Reading passage:
I'm 30 yo and I'm a tax resident of Czechia. This allows me to buy stocks, hold them 3+ years and then sell it without paying any tax. Also I'm not paying taxes for the dividends if the profits from those do not exceed 6000 CZK (~200 EUR) yearly, and currently it doesn't.

Every month I'm automagically buying around 500 EUR worth of MSFT stocks via my ESPP plan. I'm aware of the risk of working for a company and getting its stocks, but as for MSFT, I'm pretty sure I'm good here.
Additionally I'm able to put around 1000 EUR more monthly - basically the question is where to put this sum.

My vision is long term (10-15+ years horizon), the goal is to get FU-money and some decision freedom.
Current spending - around 1000-1500 EUR monthly including rent.
Mortgage/buying seems not to be feasible atm - an adequate apartment in Prague costs starting from 200k EUR, while rent of a similar flat is about 500 EUR monthly for me.

Deciding factors:
1) very long-term investment
2) buy and hold as much as possible (due to tax residency)
3) accumulating ETFs only (as I'd have to report and pay taxes for the dividends, not eager to spend time/money on that)
4) using Degiro Custody account - avoiding dividends helps me to avoid commissions
5) as less pain/time spent as possible - I'm OK with buying 1 single ETF once monthly and forgetting about it for 10 years. Not OK with doing any more research / reporting taxes / spending too much time on any other investing action

Taking all above into account, I've decided to do the following:
20% MSFT with my ESPP plan
80% VWCE


After 10 years planning to start selling MSFT stocks and slowly convert 20% MSFT into 20% bonds. Currently I see bonds as a lost opportunity - still too young for that.

Questions:
1) anything clearly incorrect/idiotic in my plan?
2) VWCE choice - any better alternative?
3) is there a way to incorporate a mortgage into the plan so that I'm not losing 5-10 years of investment profits?

Any advice or criticism much appreciated!
mrekvy491
Posts: 35
Joined: Wed Jul 29, 2020 10:43 am

Re: Czechia | Long-term (10+) investment advice

Post by mrekvy491 »

Fellow Czech resident here.

I purchased an investment property because I want to retire in Czech, and am not so sure how stable EUR/CZK would be in the future. 1 EUR used to be more than 37 CZK in the early days. Czech national bank also used to keep CZK artificially low not so long ago. Rental income, equity, fixed interest mortgage debt in CZK help me balance the foreign currency exposure.

But I think it makes perfect sense for you not to own a property. I like real estates, and they do give you certain benefits. But it seems like you have not decided yet where to retire in, so I am sure you would be fine with VWCE. The Prague real estate market is also quite heated already at the moment.

I do have a few suggestions though :

1. Maybe you could buy other world cap weighted ETFs like IUSQ or XMAW every year, so you could sell some of them without capital gains tax. ex) VWCE in 2021, IUSQ in 2022, XMAW in 2022. So you could sell the VWCE in 2023 if you need it. You may need it. I know we all think as Bogleheads that we will never sell anything in 10 years, but things happen in life. You could meet a partner you really want to follow and relocate, or our family members can get ill. So good to have some fexibility.

Objectives:
1. Answer these questions about the forum thread:
(a) In the first post, roughly how much MSFT stock is bought each month through the ESPP plan?
(b) What share of the chosen plan goes to VWCE?
(c) According to the reply, how many CZK did 1 EUR buy in the early days?
2. Reproduce, word for word, the stretch of the forum thread from "After 10 years" through "criticism much appreciated!".
The data that follow have no connection to the forum thread.

Supplied data:
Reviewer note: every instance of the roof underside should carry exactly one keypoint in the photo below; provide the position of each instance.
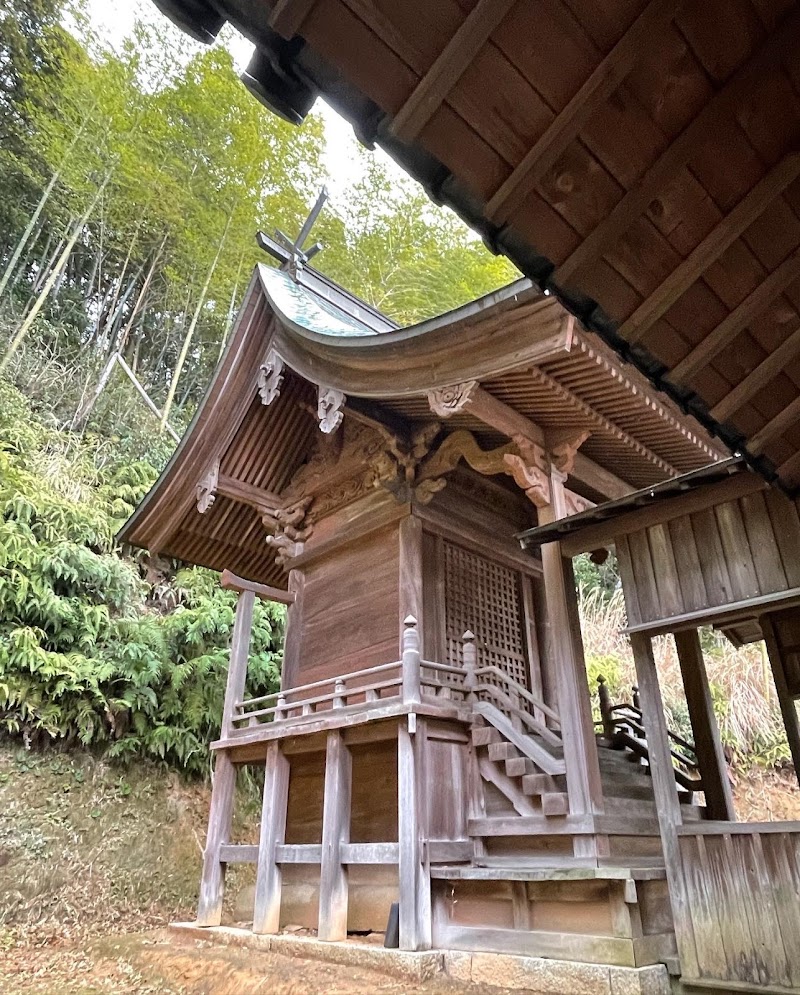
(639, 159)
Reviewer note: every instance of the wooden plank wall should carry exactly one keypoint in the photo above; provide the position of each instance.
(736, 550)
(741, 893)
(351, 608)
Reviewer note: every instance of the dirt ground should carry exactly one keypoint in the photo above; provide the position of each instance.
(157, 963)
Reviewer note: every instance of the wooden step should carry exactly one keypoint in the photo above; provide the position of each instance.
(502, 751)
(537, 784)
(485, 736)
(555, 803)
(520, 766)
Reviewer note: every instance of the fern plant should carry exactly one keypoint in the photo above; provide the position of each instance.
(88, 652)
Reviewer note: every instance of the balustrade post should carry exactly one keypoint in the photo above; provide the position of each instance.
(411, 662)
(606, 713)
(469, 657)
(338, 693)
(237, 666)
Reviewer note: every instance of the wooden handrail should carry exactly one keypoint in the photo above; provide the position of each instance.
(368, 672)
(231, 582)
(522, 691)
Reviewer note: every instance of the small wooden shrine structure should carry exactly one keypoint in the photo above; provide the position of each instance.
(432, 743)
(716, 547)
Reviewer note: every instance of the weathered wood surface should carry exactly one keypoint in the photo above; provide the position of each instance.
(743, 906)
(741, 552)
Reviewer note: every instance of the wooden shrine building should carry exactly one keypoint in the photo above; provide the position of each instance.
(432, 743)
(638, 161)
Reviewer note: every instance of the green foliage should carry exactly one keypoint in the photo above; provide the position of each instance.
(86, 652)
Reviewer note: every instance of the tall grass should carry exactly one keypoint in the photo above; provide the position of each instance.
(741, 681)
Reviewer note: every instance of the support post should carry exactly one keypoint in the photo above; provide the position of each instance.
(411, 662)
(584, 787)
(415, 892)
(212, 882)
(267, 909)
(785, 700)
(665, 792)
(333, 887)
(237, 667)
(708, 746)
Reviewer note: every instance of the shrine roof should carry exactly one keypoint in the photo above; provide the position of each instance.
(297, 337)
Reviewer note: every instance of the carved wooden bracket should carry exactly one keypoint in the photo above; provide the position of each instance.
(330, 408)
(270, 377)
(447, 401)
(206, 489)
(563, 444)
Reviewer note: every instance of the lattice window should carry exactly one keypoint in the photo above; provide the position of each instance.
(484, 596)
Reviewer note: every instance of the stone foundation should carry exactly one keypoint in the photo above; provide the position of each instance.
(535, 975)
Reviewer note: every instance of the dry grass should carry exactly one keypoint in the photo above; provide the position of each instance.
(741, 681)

Exercise responses:
1.
(a) Around 500 EUR worth.
(b) 80%.
(c) More than 37 CZK.

2.
After 10 years planning to start selling MSFT stocks and slowly convert 20% MSFT into 20% bonds. Currently I see bonds as a lost opportunity - still too young for that.

Questions:
1) anything clearly incorrect/idiotic in my plan?
2) VWCE choice - any better alternative?
3) is there a way to incorporate a mortgage into the plan so that I'm not losing 5-10 years of investment profits?

Any advice or criticism much appreciated!